**Written instruction**
Extract every line of the listing below that contains the word "arch", matching case exactly.

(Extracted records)
· · ·
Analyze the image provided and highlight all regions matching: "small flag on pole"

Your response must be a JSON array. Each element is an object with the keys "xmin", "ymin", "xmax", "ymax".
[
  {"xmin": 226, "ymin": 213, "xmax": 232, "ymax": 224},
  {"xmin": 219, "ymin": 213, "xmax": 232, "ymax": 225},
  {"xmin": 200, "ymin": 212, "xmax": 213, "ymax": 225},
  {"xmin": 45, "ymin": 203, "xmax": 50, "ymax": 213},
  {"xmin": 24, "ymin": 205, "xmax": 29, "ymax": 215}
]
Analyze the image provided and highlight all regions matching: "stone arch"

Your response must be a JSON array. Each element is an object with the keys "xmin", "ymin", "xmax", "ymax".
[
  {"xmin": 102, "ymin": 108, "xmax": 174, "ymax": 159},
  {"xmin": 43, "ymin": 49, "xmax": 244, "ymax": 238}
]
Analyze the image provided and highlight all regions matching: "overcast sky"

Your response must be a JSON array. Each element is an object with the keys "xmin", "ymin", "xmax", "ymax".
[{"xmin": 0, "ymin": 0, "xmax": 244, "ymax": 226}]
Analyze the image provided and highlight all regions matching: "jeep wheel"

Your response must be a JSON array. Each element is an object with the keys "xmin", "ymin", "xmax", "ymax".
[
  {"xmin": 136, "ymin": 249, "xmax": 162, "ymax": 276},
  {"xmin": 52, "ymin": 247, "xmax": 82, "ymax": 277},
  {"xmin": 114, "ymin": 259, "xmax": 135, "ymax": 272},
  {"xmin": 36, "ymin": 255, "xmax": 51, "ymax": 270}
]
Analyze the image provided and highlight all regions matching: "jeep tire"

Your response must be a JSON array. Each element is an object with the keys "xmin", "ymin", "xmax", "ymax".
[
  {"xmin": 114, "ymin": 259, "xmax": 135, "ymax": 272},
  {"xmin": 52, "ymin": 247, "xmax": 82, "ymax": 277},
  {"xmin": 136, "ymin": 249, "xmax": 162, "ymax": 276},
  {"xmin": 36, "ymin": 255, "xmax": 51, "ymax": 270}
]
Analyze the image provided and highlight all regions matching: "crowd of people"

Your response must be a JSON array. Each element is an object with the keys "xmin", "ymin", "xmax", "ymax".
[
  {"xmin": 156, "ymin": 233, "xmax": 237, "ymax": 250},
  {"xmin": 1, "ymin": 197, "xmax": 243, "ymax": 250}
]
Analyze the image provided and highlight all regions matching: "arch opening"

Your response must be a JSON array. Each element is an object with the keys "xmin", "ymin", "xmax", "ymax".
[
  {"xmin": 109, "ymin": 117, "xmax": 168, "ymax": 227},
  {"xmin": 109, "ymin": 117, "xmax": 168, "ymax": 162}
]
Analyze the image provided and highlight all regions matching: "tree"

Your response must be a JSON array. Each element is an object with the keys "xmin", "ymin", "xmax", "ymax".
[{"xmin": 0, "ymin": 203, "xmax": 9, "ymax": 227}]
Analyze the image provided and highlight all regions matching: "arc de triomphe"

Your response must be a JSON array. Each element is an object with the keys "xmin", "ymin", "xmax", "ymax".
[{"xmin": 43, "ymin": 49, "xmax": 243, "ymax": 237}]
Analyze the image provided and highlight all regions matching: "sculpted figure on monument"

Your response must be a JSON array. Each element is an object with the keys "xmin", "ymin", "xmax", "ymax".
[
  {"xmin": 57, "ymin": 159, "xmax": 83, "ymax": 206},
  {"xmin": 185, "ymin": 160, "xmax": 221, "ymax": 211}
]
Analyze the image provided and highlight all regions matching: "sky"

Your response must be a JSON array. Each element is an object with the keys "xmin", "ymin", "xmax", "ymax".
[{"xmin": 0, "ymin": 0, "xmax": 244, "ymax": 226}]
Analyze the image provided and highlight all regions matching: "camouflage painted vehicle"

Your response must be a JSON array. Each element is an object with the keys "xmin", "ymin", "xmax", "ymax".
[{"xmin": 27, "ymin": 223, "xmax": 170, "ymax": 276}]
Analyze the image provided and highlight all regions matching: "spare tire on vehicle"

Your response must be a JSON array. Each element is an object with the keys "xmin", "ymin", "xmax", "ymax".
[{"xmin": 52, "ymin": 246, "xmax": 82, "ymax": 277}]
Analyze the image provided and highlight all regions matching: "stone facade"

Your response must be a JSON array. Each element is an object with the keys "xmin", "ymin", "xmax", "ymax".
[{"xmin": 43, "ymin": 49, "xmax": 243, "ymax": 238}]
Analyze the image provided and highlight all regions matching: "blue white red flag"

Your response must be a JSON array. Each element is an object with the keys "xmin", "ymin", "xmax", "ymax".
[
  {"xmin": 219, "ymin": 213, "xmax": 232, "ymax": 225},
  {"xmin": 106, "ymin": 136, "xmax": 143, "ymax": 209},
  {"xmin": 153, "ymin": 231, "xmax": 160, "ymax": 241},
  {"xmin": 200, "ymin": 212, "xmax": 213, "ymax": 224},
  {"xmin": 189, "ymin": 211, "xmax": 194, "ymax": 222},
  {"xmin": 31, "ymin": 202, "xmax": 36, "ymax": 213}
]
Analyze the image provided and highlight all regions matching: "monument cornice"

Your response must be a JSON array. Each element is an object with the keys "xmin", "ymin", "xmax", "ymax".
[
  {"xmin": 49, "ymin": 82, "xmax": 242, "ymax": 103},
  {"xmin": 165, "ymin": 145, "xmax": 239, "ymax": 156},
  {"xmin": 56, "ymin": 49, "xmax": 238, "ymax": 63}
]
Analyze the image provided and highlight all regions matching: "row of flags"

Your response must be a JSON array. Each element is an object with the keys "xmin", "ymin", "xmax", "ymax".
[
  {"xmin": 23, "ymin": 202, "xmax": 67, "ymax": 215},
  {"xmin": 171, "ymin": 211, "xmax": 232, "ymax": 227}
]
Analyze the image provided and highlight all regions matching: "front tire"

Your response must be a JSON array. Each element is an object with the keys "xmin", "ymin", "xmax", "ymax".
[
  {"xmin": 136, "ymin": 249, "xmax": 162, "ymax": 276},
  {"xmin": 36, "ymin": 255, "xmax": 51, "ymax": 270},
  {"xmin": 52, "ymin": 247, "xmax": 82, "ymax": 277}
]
· · ·
**Output of the exercise**
Analyze the image provided and highlight all regions matching: "stone arch"
Analyze the image provided and highlight all regions matching: "arch opening"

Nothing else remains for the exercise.